## ABOUT THIS TASK
Please give back each line below unchanged; none of the pictures should appear.
········
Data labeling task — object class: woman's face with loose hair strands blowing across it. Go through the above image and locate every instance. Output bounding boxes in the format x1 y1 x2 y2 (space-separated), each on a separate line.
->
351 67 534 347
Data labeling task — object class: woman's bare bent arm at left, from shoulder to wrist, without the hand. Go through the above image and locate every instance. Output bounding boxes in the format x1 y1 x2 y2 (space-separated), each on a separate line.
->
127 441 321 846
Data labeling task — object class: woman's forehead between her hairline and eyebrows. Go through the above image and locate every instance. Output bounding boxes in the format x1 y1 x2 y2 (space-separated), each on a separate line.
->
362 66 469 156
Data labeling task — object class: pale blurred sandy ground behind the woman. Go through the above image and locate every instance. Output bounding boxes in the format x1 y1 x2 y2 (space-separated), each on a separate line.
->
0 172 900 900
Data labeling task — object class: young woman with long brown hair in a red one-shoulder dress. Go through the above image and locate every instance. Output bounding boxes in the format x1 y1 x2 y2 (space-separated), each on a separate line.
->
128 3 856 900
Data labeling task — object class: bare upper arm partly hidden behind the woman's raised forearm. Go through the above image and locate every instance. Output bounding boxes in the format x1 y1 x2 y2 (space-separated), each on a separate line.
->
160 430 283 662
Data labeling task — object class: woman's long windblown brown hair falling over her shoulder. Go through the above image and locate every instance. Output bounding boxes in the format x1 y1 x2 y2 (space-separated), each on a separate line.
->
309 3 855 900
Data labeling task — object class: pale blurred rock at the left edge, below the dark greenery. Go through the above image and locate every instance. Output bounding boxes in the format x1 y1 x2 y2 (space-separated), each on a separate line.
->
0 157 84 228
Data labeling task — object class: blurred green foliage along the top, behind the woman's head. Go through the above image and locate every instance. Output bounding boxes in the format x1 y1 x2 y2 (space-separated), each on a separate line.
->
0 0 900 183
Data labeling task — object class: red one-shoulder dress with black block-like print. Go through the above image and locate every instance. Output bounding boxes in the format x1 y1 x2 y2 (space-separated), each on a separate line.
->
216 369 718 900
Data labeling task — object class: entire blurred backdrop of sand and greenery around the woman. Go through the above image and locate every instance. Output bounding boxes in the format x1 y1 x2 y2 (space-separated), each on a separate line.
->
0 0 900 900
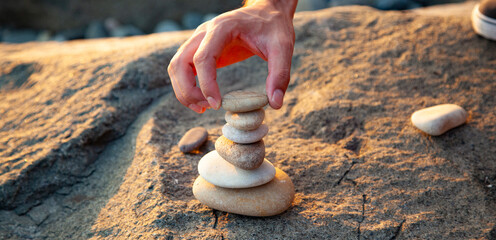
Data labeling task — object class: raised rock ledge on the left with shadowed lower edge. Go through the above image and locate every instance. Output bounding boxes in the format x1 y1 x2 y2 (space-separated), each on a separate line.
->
0 33 192 212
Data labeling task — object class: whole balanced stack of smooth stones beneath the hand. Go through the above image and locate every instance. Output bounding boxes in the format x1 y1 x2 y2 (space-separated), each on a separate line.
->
193 91 295 217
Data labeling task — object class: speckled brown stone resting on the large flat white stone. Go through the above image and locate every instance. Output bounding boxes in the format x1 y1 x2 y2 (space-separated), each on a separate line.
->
215 136 265 170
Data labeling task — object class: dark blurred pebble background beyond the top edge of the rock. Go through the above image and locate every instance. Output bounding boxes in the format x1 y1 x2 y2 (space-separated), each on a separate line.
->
0 0 463 43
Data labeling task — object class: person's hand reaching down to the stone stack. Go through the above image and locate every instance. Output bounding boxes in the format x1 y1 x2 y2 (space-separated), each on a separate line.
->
168 0 297 113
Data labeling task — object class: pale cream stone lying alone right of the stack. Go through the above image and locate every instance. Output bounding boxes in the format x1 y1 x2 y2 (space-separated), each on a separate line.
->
411 104 468 136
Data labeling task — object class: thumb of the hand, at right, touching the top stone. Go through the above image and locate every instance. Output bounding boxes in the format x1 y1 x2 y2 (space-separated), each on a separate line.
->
266 43 293 109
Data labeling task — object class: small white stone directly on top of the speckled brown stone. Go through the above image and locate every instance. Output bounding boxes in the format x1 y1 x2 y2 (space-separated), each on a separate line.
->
222 123 269 144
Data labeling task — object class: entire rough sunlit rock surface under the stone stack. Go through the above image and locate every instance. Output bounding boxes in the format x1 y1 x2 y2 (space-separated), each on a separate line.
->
0 2 496 239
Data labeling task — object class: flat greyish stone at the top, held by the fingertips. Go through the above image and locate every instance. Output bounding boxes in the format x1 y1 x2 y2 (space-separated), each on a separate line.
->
222 91 269 112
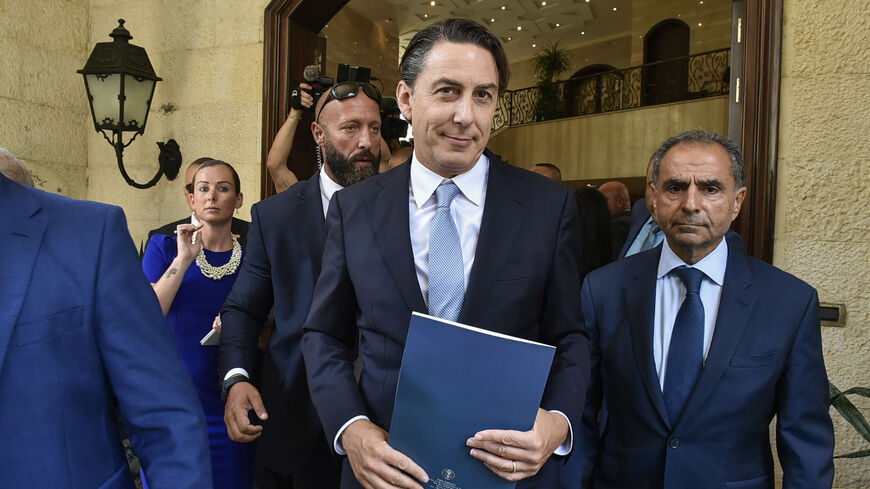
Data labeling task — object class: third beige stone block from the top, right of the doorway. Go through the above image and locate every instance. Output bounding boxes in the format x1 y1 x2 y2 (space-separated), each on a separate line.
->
778 158 870 244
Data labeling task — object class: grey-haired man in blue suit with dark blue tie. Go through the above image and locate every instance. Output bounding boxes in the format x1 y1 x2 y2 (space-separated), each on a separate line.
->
569 131 834 489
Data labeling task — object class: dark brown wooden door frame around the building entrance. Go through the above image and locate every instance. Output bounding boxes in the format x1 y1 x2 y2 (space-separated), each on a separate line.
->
261 0 783 262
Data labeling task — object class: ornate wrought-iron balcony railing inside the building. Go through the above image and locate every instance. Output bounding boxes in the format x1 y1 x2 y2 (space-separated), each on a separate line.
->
492 49 731 131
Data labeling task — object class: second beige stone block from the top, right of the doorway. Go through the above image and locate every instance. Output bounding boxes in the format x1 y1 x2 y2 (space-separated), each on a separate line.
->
780 75 870 161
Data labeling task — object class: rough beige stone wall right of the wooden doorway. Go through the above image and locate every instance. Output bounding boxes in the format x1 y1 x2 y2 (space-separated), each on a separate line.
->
774 0 870 489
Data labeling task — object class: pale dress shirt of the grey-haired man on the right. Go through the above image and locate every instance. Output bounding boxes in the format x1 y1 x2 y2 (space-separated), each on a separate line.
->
653 238 728 388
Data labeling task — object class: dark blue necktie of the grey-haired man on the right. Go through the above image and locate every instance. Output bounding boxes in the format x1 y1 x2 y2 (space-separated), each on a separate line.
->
662 266 704 423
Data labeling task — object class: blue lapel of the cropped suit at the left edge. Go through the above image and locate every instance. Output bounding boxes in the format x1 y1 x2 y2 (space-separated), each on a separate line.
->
0 176 45 370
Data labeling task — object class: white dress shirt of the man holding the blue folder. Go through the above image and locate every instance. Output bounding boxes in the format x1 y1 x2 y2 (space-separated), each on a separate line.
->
333 151 574 455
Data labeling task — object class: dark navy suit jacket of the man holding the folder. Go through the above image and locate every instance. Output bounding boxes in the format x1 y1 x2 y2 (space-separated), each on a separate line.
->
302 152 589 488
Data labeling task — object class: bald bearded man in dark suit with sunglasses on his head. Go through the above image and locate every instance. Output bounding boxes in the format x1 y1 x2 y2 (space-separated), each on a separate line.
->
220 78 381 489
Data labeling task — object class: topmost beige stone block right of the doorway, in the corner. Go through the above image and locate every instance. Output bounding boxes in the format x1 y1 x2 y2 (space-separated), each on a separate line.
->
783 0 870 74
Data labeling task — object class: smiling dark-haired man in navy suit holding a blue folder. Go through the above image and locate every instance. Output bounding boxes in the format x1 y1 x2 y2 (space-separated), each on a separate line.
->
302 19 589 488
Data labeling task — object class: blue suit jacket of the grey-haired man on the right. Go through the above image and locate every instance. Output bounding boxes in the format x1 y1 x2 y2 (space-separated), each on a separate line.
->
566 246 834 489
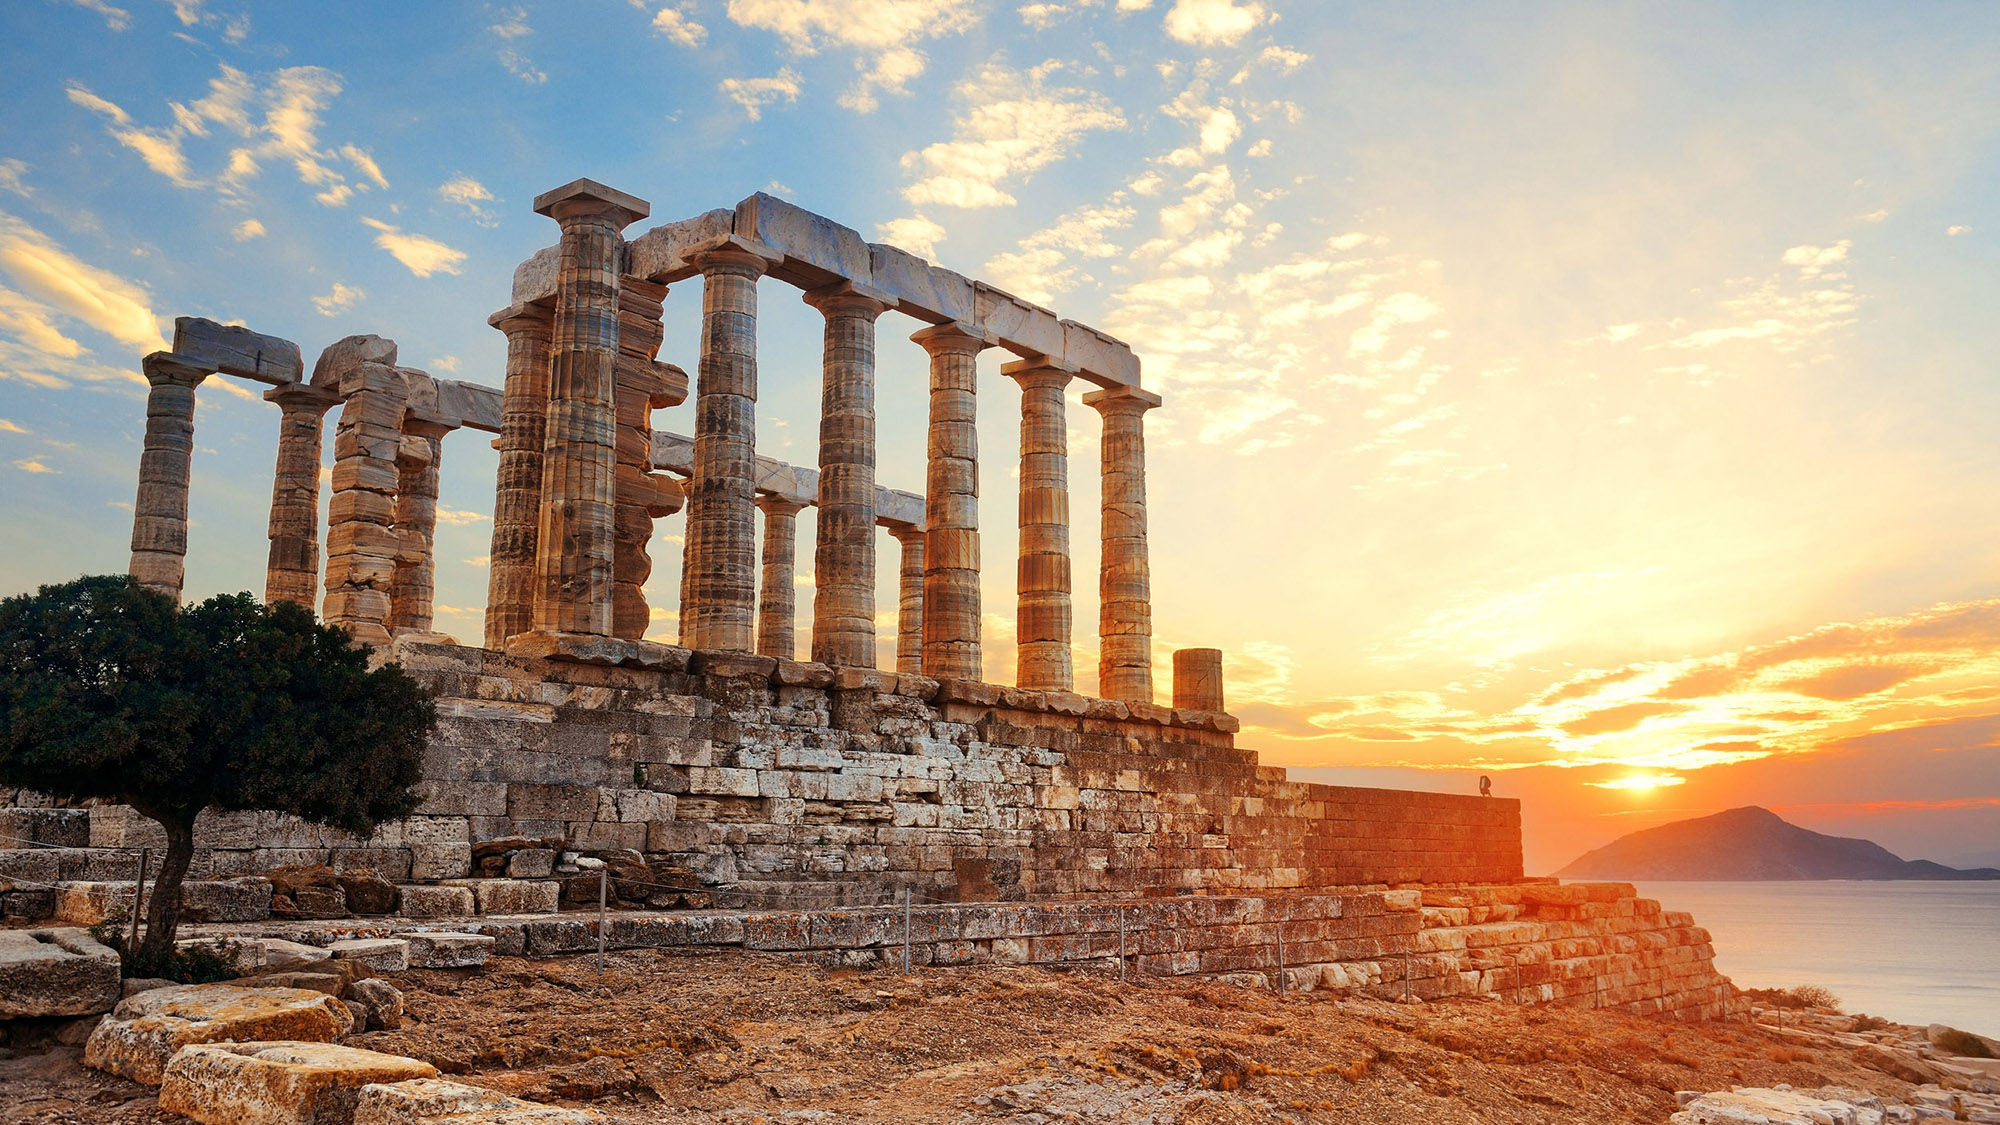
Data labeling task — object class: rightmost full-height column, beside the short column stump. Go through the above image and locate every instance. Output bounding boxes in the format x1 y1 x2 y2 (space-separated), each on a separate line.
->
1084 386 1160 703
········
## YOUR SOLUTION
Data labeling task — object class: woman's face with loose hair strands blowing across it. Go through the above image and locate every instance. Output bounding boxes in the format x1 y1 x2 y2 (space-separated), each on a separate line.
->
351 67 534 347
Data labeling task — object class: woman's bare bent arm at left, from shoulder to wrist, without the hand. Go through the above image and locate every instance. Output bounding boxes in the format x1 y1 x2 y2 (space-separated), each on a separate line.
->
127 441 321 846
Data labeling task — object class: woman's forehead between her hairline and eyebrows. Go through the above image and locate every instance. Output bounding boxes in the format x1 y1 x2 y2 (space-separated), each on a separate line.
->
362 66 469 156
Data labeling task — object class: pale blurred sandy ground behind the woman. Go through the above image and locate every instance. Output bounding boxes in the format x1 y1 x2 y2 (space-separated), each on a separate line.
->
0 172 900 900
Data labeling task — object class: young woman with long brown hair in a red one-shoulder dress. Go through the above image and locate every instance. Output bounding boxes in the format x1 y1 x2 y2 (space-separated), each on a separate line.
->
128 3 856 900
Data labeling task — object class: bare upper arm partly hidden behind the woman's raised forearm. Go through the above image and locate every instance. Output bounding boxes in the format x1 y1 x2 y2 (space-separated), each on a separate line.
->
160 430 283 662
Data labeling task — object class: woman's long windblown brown hair falling over her shoulder. Go through the above image and locate every instance. Output bounding boxes in the format x1 y1 x2 y2 (space-separated), each on a separate line.
->
309 3 855 900
Data labeling task — object class: pale blurred rock at the left edge, below the dark greenery. Go through the above image and locate every instance. Output bounding boxes in the format x1 y1 x2 y2 (space-separated), each on a separate line.
->
0 157 84 228
Data labeling task — object class: blurred green foliage along the top, behind the woman's head. Go through the above image and locate every instance. Output bounding boxes in the format x1 y1 x2 y2 (space-separated), each on a separate line.
->
0 0 900 183
Data labeling task — object class: red one-shoulder dress with black block-like print. Go through the above image and locate every instance. Output bounding boxes in the format x1 y1 x2 y2 (space-separated), each on a separate line.
->
216 369 718 900
Data labeling task — object class: entire blurred backdrop of sand and greenery around the woman. Go through the above image and locate every instance. Output bounding boxes in the format x1 y1 x2 y2 (space-separated), each on a separate line.
->
0 0 900 900
Data labeling task — object class: raised rock ledge on the left with shadowed lower edge. Go through the above image and locate every instance. Output bounding boxes in the format x1 y1 x2 y2 (space-separated), each on a separate line.
->
0 33 192 212
Data labeling task — object class: whole balanced stack of smooth stones beneath the hand. Go through the above image and locate every instance. Output bounding boxes in the format x1 y1 x2 y2 (space-separated), each on a separate line.
->
193 91 295 217
Data labeling task — object class: speckled brown stone resting on the large flat white stone. Go through the above image and locate every instance. Output bounding boxes in the format x1 y1 x2 y2 (space-separated), each on a separate line.
->
215 136 265 170
Data labeling task — object class: dark blurred pebble background beyond the top edge of the rock. Go through the above image and locate every instance. Output bounding boxes in the format x1 y1 x2 y2 (space-separated), each on a separate line.
->
0 0 463 43
Data labeling task — object class: person's hand reaching down to the stone stack. Go through the above image and locate every instance. Output bounding boxes in the format x1 y1 x2 y2 (space-separated), each on a separate line.
->
168 0 297 113
Data labeling task — object class: pale cream stone lying alone right of the stack. Go through the above image and locate every instance. Output bounding boxes in the format x1 y1 x2 y2 (space-separated), each on a separate line.
->
411 104 468 136
Data labeling task — object class: thumb of the hand, at right, touching the top stone. Go through the above image and locate every instance. Output bounding boxes in the format x1 y1 x2 y2 (space-separated), each on a separate line.
->
266 43 293 109
Data labeling task — object class: small white stone directly on top of the speckled brown stone. Go through the above image and locate every instance. Output bounding boxes in the format x1 y1 x2 y2 (space-separated), each on a separate line.
->
222 123 269 144
Data labeling task — object class: entire rough sunlit rock surface under the stone stack. Go through the above image and locate every instance. Output bounding boxes in the format x1 y1 x2 y2 (space-separated), each on a separate line.
->
0 2 496 239
Data labeling task — object class: flat greyish stone at the top, held by the fingertips. Go through the above image and locate every instance. Output bounding boxes in the format x1 y1 x2 y2 (space-separated), each on a separate line.
->
222 91 269 112
Data labeling task — object class: third beige stone block from the top, right of the doorway. Go through the above image and locate every instance. Output bounding boxes in the format x1 y1 x2 y2 (space-separated), each on a separate line.
->
778 158 870 244
Data labeling task — object class: grey-haired man in blue suit with dark blue tie. Go through the above image and locate every instance. Output bounding boxes in the format x1 y1 x2 y2 (space-separated), each on a separate line.
->
569 131 834 489
Data labeling task — object class: dark brown wooden door frame around the building entrance. Go through the above image and locate every instance. Output bounding boxes in the format x1 y1 x2 y2 (space-separated), each on a separate line.
->
261 0 783 262
Data labeling task — object class: ornate wrought-iron balcony railing inside the building. Go through the above image and locate every instance. Output bounding boxes in the format x1 y1 x2 y2 (space-separated), each on a separate line.
->
492 49 731 131
Data labeling task — object class: second beige stone block from the top, right of the doorway. Go through the above image and locate every instance. Output bounding boxes in the format x1 y1 x2 y2 (space-separated), each on a separate line.
->
780 75 870 161
Data labeling task — object class: rough beige stone wall right of the wooden doorway. Go through the above image and locate every instance. Output bounding boxes in the format x1 y1 x2 y2 (space-separated), each on a separate line.
->
774 0 870 489
Data labeling task — object class: pale dress shirt of the grey-haired man on the right. Go through the above image and locate every instance. Output bounding boxes in the format x1 y1 x2 y2 (space-separated), each on a separate line.
->
653 238 728 388
Data labeling task — object class: dark blue necktie of the grey-haired man on the right. Go through the above image and locate every instance. Output bounding boxes in the format x1 y1 x2 y2 (space-separated), each on a separate line.
->
662 266 704 423
Data labeling task — object class: blue lapel of the cropped suit at the left edge. Go through the above image and locate every instance. Output bounding boxes in the format x1 y1 x2 y2 (space-separated), each on a separate line.
->
0 176 45 370
Data labeling task — object class: white dress shirt of the man holding the blue folder. Go through the above image and locate every instance. Output bounding boxes in the format x1 y1 x2 y2 (space-separated), each on a separate line.
->
333 151 574 455
Data labeling task — object class: dark navy suit jacket of the man holding the folder. Go through the above image and locate every instance. Output bounding boxes in the format x1 y1 x2 y2 (space-separated), each on a separate line.
->
302 152 589 488
Data labeling task — object class: bald bearded man in dark suit with sunglasses on his head. Go through the above image and locate every instance. Output bounding boxes in the format x1 y1 x2 y2 (space-separated), each on a separate line.
->
220 78 381 489
Data labeling task — object class: topmost beige stone block right of the doorway, in the corner. Go through the above image and locate every instance. Output bounding boxes in the format x1 y1 x2 y2 (space-separated), each on a separate line.
->
783 0 870 74
Data labeling task — object class: smiling dark-haired man in navy suit holding a blue folder. Go through the above image and locate every instance. Output bounding boxes in the format x1 y1 x2 y2 (space-separated), each on a separate line.
->
302 19 589 488
Data labeling task — object class: blue suit jacket of the grey-haired man on the right. Go through the above image and locate every instance. Output bounding boxes in the format x1 y1 x2 y2 (space-separated), each on a separate line.
->
566 246 834 489
Data labeling task — object class: rightmost full-height column, beside the short column stump. Go through the above image and locate every instance. Output bounding boxes in the format x1 y1 x2 y2 (space-separated), each on a separate line.
->
1084 386 1160 703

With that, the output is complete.